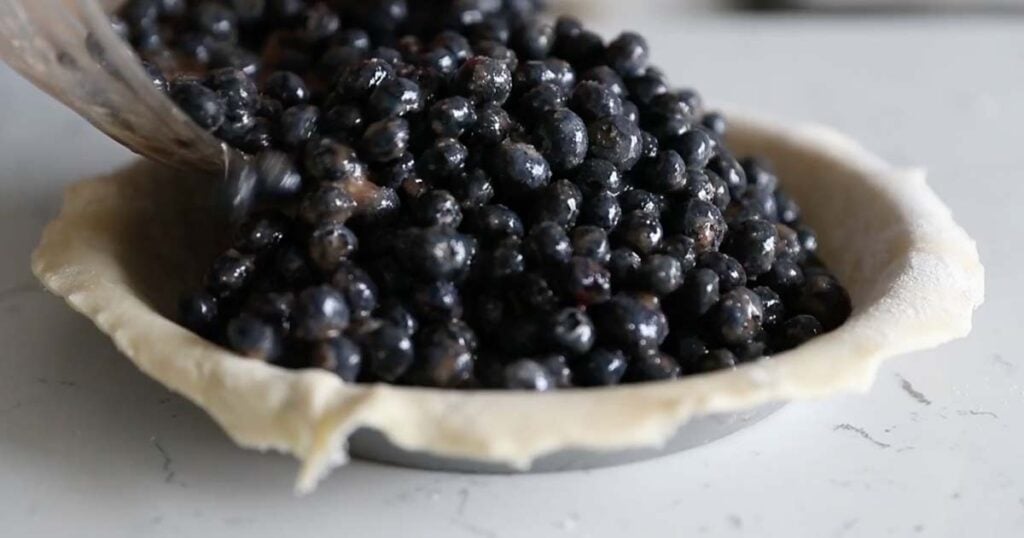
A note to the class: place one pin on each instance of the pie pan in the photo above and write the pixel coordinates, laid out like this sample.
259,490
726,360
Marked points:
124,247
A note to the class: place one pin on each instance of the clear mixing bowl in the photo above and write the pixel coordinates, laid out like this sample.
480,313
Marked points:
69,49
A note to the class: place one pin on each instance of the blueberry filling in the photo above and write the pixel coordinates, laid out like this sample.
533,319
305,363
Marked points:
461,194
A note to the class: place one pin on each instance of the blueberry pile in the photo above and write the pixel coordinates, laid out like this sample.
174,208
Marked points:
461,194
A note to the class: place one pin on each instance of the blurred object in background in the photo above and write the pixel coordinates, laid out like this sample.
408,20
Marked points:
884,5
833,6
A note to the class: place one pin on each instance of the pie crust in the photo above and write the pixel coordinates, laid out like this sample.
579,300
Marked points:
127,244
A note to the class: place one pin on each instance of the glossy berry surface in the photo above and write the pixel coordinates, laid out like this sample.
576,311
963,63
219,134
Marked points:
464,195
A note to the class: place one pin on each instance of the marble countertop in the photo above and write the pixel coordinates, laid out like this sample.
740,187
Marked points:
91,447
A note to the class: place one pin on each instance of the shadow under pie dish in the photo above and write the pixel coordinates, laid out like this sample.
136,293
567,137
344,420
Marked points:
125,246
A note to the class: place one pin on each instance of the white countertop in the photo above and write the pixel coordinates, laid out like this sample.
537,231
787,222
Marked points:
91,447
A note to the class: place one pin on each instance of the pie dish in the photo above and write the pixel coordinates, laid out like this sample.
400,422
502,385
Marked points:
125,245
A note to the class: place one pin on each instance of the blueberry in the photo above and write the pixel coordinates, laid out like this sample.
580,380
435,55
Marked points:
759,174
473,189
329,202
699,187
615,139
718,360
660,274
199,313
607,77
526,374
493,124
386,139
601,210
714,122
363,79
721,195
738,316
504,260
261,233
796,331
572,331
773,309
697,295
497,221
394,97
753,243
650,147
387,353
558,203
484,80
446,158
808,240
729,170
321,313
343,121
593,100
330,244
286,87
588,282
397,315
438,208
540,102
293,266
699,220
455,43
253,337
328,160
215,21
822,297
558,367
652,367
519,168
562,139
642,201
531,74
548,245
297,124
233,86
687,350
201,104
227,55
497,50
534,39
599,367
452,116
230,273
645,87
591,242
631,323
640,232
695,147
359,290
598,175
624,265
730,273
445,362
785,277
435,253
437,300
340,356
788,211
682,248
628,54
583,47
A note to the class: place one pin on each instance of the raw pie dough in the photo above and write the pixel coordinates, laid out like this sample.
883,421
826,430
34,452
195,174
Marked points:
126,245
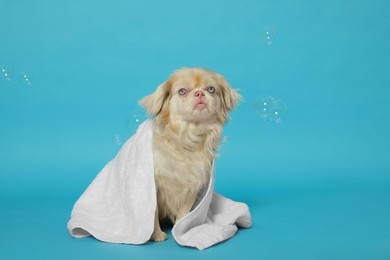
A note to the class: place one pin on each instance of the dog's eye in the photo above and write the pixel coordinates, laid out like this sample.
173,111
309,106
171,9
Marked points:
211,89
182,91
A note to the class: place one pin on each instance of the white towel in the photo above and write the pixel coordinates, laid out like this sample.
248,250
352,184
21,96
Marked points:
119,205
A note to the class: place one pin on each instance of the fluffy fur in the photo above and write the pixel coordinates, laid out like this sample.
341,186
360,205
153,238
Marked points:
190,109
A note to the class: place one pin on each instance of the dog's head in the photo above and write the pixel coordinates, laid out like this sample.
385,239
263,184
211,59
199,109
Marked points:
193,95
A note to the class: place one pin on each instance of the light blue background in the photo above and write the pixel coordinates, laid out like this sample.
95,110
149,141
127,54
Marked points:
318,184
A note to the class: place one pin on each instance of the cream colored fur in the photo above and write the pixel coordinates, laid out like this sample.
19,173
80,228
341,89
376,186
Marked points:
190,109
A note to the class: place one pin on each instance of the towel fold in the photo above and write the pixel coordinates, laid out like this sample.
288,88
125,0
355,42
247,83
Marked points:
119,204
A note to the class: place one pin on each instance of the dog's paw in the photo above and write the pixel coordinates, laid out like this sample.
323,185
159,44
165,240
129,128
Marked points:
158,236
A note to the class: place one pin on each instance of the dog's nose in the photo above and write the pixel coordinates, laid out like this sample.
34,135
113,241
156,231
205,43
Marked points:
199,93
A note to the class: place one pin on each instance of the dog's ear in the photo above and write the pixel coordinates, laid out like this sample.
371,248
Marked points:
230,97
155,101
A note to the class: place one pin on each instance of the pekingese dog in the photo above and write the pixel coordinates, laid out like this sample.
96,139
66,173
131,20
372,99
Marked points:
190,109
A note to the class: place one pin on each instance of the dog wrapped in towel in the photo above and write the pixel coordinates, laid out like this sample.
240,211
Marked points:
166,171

### REQUIRED TASK
Retype the data above exactly; pictures are not part of the copy.

### WORKED ANSWER
A note to the class: place one pin on each instance of the pie pan in the photo above and write the pixel coordinates, laid out like this sample.
259,490
726,360
Marked points:
124,247
A note to the class: place one pin on each instance of the clear mixing bowl in the photo above and write the pixel coordinates, laid out like this sample.
480,313
Marked points:
69,49
A note to the class: place one pin on each instance of the blueberry filling in the photo above and write the pixel coordinates, laid out like this sample.
533,319
305,363
Marked points:
461,194
A note to the class: place one pin on each instance of the blueberry pile in the photo above and write the pixel coordinates, laid out like this sample.
174,208
Marked points:
461,194
A note to the class: place one pin on each instance of the blurred object in background in the photo above and write the pixel coordinates, laid out like this sample.
408,20
Marked points:
884,5
833,6
A note to the class: place one pin on each instance of the pie crust in the photo above and write the pixel coordinates, laid out like this sample.
579,300
Marked points:
127,244
A note to the class: place one pin on each instance of the glossy berry surface in the photo above and write the pixel coordinates, laid out like this sample.
576,311
963,63
219,134
Marked points:
464,195
A note to the class: place one pin on each instance of the marble countertop in the photo above and write the pixel coordinates, laid out like this sample.
740,187
Marked points:
91,447
A note to the class: place one pin on each instance of the shadow under pie dish in the photo above and write the pixel coordinates, laid out like this sample.
136,293
567,137
344,420
Marked points:
125,246
A note to the class: place one pin on each instance of the white countertop in the photo above and write the pixel coordinates, laid out like this sample.
537,231
787,222
Marked points:
91,447
A note to the class: place one pin on each instance of the pie dish in the photo above and write the pixel coordinates, laid out like this sample.
400,422
502,385
Marked points:
125,245
A note to the class: place one pin on each instance of the blueberry in the photo above and write the pixel coordinates, laid out like this sample.
580,380
435,55
Marked points:
759,174
473,189
329,202
699,187
615,139
718,360
660,274
199,313
607,77
526,374
493,124
386,139
601,210
714,122
363,79
721,195
738,316
504,260
261,233
796,331
572,331
773,309
697,295
497,221
394,97
753,243
650,147
387,353
558,203
484,80
446,158
808,240
729,170
321,313
343,121
593,100
330,244
286,87
588,282
397,315
438,208
540,102
293,266
699,220
455,43
253,337
328,160
215,21
822,297
558,367
652,367
519,168
562,139
642,201
531,74
548,245
297,124
233,86
687,350
201,104
227,55
497,50
534,39
599,367
452,116
230,273
645,87
591,242
631,323
640,232
695,147
359,290
598,175
624,265
730,273
445,362
785,277
435,253
437,300
340,356
788,211
682,248
628,54
583,47
A note to the class: place one pin on each instance of the raw pie dough in the photo above and write the pixel coordinates, laid out like this sample.
883,421
826,430
34,452
195,174
Marked points:
126,245
A note to the class: place one pin on each instance of the dog's eye in the photo above and write the pixel coordinates, laid out like this sample.
173,111
309,106
171,9
Marked points:
211,89
182,91
A note to the class: place one pin on each instance of the white towel in the photo above and write the pixel coordinates, laid out like this sample.
248,250
352,184
21,96
Marked points:
119,205
A note to the class: place one pin on each instance of the fluffy fur in the photo above and write the pixel coordinates, laid out like this sample.
341,186
360,205
153,238
Marked points:
190,109
A note to the class: place one pin on each instance of the dog's head in the photo above and write the pixel coordinates, laid out like this sample.
385,239
263,184
211,59
199,109
Marked points:
193,95
A note to the class: place one pin on each instance of the light blue background in the photo above and write the pixel coordinates, laid out like this sample.
95,110
149,141
127,54
Marked points:
318,184
A note to the class: place one pin on each instance of the cream colored fur in the photo above and write the pixel coordinates, laid out like this sample.
19,173
80,228
341,89
376,186
Marked points:
190,109
A note to the class: place one pin on each instance of the towel fold in the photo above and write the pixel coordinates, laid out like this sample.
288,88
125,0
355,42
247,83
Marked points:
119,204
A note to the class: place one pin on each instance of the dog's paw in the photo above and write the pixel coordinates, laid out like this sample.
323,185
159,44
165,240
129,128
Marked points:
158,236
A note to the class: place one pin on each instance of the dog's nose in the photo above and write the pixel coordinates, laid out like this sample.
34,135
113,241
156,231
205,43
Marked points:
199,93
A note to the class: place one pin on each instance of the dog's ear in the photo above and write the pixel coordinates, laid out like this sample.
371,248
Marked points:
230,97
155,101
A note to the class: place one pin on each instance of the pekingese dog in the photo above and write the pixel coordinates, laid out like this sample.
96,139
66,173
131,20
372,99
Marked points:
190,109
A note to the class: place one pin on each instance of the dog wrapped in towel in the photo above and write the pixel coordinates, laid out like this sample.
240,211
Marked points:
166,171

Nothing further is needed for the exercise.